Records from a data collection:
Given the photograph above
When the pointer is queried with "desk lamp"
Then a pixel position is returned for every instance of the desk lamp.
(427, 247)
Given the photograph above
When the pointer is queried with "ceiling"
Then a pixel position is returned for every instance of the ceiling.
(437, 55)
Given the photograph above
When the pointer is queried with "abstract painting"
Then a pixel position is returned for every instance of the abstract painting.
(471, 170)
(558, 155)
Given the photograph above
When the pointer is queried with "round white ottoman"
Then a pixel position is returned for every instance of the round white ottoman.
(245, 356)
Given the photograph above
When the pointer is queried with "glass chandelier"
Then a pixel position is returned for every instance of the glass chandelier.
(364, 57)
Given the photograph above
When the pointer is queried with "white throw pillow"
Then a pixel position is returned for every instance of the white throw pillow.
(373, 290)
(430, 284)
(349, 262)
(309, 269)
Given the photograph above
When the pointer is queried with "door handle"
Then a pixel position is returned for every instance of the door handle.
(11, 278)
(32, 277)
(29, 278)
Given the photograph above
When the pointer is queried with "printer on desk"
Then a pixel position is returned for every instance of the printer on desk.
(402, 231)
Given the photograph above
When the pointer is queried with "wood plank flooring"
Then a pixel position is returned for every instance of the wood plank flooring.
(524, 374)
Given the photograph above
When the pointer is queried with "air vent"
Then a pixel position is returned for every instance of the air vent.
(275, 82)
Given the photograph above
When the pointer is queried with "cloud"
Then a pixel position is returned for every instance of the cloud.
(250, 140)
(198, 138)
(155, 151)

YOUR INSTRUCTIONS:
Reproduce the data in its entirety. Keep every character unchanged.

TASK RESPONSE:
Given the photograph above
When the pointer is queried with "desk lamp"
Then a pixel position is returned for every instance of the desk lamp.
(427, 247)
Given the photograph above
When the pointer is queried with "ceiling"
Then a pixel position is returned for every instance of the ceiling.
(437, 55)
Given the photograph above
When the pointer is queried with "abstract painting"
Then a pixel position is returned for every instance of the abstract painting.
(471, 170)
(558, 155)
Given the photograph above
When the pointer is queried with "round white ottoman"
Then a pixel position is returned for every instance of the round white ottoman.
(245, 356)
Given the photograph above
When the pointer is queried with "glass chandelier"
Then a pixel position is returned for every instance of the glass chandelier.
(364, 57)
Given the photograph above
When the pointer is queried with "white throw pillow"
Then a pixel position is returned for every instance of the white throw pillow.
(373, 290)
(430, 284)
(349, 262)
(309, 269)
Given the photograph above
When the pointer is queried with "door handle"
Then a pixel position is returned for every instance of the door handle.
(11, 278)
(32, 277)
(29, 278)
Given the photograph above
When the pointer is queried with "printer on desk"
Then a pixel position is returned for every instance of the printer on desk.
(402, 231)
Given the photograph above
When the pointer is queried with "wood plank flooring"
Then a pixel position is returned for every instance of the wood plank flooring.
(524, 374)
Given the photograph above
When the pointer is queried with "air vent"
Then a pixel position is returned for every instance of the air vent.
(275, 82)
Given the photograph above
When the pointer is queried with "cloud"
Then a pixel position is returned for every instance of the cloud.
(250, 140)
(198, 138)
(155, 151)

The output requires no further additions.